### Provided entries
start
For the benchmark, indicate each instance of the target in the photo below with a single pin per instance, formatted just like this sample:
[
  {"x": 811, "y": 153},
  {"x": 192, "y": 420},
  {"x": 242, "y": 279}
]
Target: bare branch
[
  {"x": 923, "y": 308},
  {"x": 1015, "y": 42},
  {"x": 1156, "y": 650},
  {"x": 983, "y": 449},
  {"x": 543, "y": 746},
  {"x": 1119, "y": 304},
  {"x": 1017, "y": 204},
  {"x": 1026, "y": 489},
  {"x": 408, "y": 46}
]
end
Can you update the entries above so that "bare branch" becomes "leafless branch", with every other line left as it is?

### Result for this exercise
For the benchmark, indicate each instance of the target in the photo below with a single pin per instance, formatted just like this sample:
[
  {"x": 811, "y": 153},
  {"x": 192, "y": 420},
  {"x": 242, "y": 279}
]
Target: leafless branch
[
  {"x": 923, "y": 308},
  {"x": 1015, "y": 42},
  {"x": 1156, "y": 650},
  {"x": 983, "y": 449},
  {"x": 543, "y": 746},
  {"x": 1119, "y": 304},
  {"x": 1017, "y": 204},
  {"x": 1026, "y": 489},
  {"x": 408, "y": 46}
]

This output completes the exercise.